Questions
(1) Please condense the paragraph beginning "In Japan, patients with an elevated ARR" from the text on primary aldosteronism into a short bulleted list that keeps its main facts.
(2) In one to three sentences, explain why the text on primary aldosteronism says guidelines recommend screening regardless of serum potassium concentration.
(3) Resume the text on primary aldosteronism, starting after its final sentence.

Selected text
========

Confirmatory testing could be omitted in patients with bPAC ≥ 30.85 in the presence of bPRA ≤ 0.6.

Introduction

Primary aldosteronism (PA) was first described by Conn in 1955 in a patient presenting with resistant hypertension and hypokalemia and who was found to have an aldosterone-secreting adrenal adenoma (1). Classically, PA is diagnosed in the presence of hypokalemia, elevated plasma aldosterone concentration (PAC), suppressed plasma renin activity (PRA), and a unilateral adrenal tumor. However, not all patients with PA have all of these findings. Because only a minority of patients with PA (9%–37%) have hypokalemia, guidelines recommend that, regardless of serum potassium concentration, patients suspected of having PA be screened by simultaneously measuring PAC, PRA, and the PAC/PRA ratio (also known as the aldosterone-to-renin ratio [ARR]). If screening reveals an elevated ARR, confirmatory tests are recommended to exclude false-positive results (2).

In Japan, patients with an elevated ARR on screening are advised to undergo confirmatory tests, which may include the captopril challenge test (CCT), saline infusion test (SIT), or furosemide upright test (FUT) (3). Two additional testing procedures, the oral sodium loading test and the fludrocortisone suppression test, are also recommended by the Endocrine Society to diagnose PA (2). However, in patients with typical PA manifestations along with a high ARR and an elevated PAC, it may be possible to diagnose PA without further confirmatory testing. Indeed, the Endocrine Society guidelines state that confirmatory tests may be unnecessary if the patient has spontaneous hypokalemia, PRA below detection levels, and a PAC > 20 ng/dL (2). The French Endocrine Society guideline also recommends that PA is positively diagnosed without further testing in the presence of an elevated ARR and a PAC > 550 pmol/L (20 ng/dL) (4). However, those guidelines for omission of confirmatory testing are based on limited evidence from single-center cohorts (5, 6). Therefore, a cutoff value of PAC indicating that confirmatory testing is unnecessary for a definitive diagnosis of PA warrants further investigation.

The aim of this study of a multi-institutional cohort was to determine cutoff values of baseline PAC and/or ARR that would render confirmatory testing unnecessary. Therefore, we investigated patients diagnosed with PA, comparing clinical characteristics and baseline blood test results among those with or without positive results in 2 common confirmatory tests, CCT and/or SIT. The intent was to identify cutoff values for baseline PAC and/or ARR that were predictive of a positive CCT or SIT, thus obviating the need for further confirmatory testing.

========

Provided material

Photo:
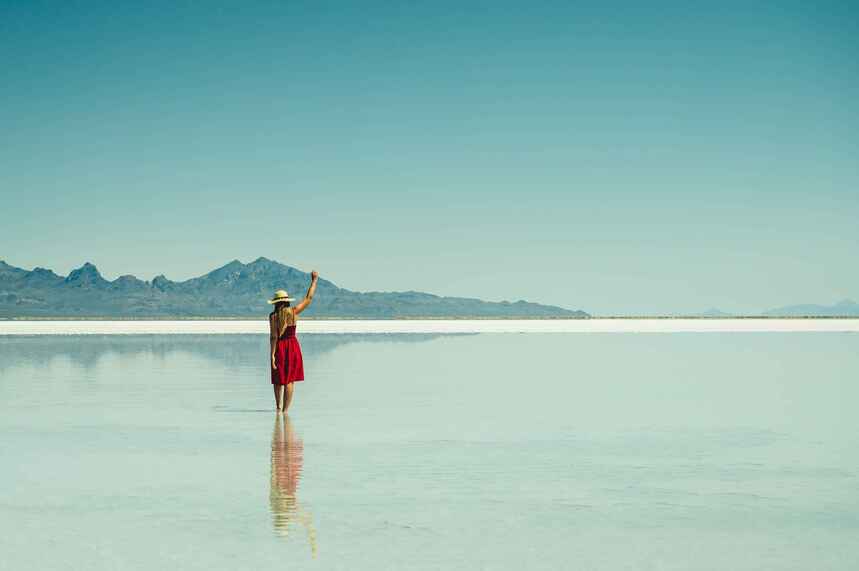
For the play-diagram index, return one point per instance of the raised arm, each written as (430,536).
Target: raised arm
(311,291)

========

Answers to the exercises
(1)
- In Japan, patients with an elevated ARR on screening are advised to undergo confirmatory tests such as the CCT, SIT, or FUT.
- The Endocrine Society also recommends the oral sodium loading test and the fludrocortisone suppression test.
- Patients with typical PA manifestations, a high ARR, and an elevated PAC may be diagnosed without further confirmatory testing.
- Endocrine Society guidelines say confirmatory tests may be unnecessary with spontaneous hypokalemia, PRA below detection levels, and a PAC > 20 ng/dL.
- The French Endocrine Society guideline allows a diagnosis without further testing when the ARR is elevated and the PAC is > 550 pmol/L (20 ng/dL).
- These guidelines rest on limited evidence from single-center cohorts, so a PAC cutoff that makes confirmatory testing unnecessary warrants further investigation.

(2) Only a minority of patients with PA (9%–37%) have hypokalemia. For that reason, guidelines recommend screening anyone suspected of having PA by measuring PAC, PRA, and the ARR, whatever their serum potassium concentration.

(3)
Material and Methods

Design and patients

This retrospective study was conducted as a part of the Japan Primary Aldosteronism Study (JPAS) and the Japan Rare/Intractable Adrenal Diseases Study (JRAS) that are based on a nation-wide PA registry established in 41 centers, comprising 22 university hospitals and 19 city hospitals. Patients 20 to 90 years of age who were diagnosed with PA and who underwent adrenal venous sampling (AVS) from January 2006 to March 2019 were entered in the registry.

Of 4050 patients with confirmed PA in the JPAS/JRAS dataset, data from 2340 were analyzed in this study. Reasons for excluding other patients included unknown PAC or ARR on screening (n = 619); use of diuretics, aldosterone antagonists, renin-angiotensin-aldosterone system inhibitors, or β blockers at PA diagnosis (n = 336); suspected autonomous cortisol secretion (defined as serum cortisol levels > 3 μg/dL after 1 mg of dexamethasone) (n = 175); no data on AVS or failure of AVS cannulation after cosyntropin stimulation (n = 486); and noncompliance with confirmatory testing (CCT and SIT) (n = 94). We also excluded patients who lacked positive results in every confirmatory test (n = 64), although they had been diagnosed as having PA by oral salt loading test, ACTH stimulating test, and/or typical PA manifestations.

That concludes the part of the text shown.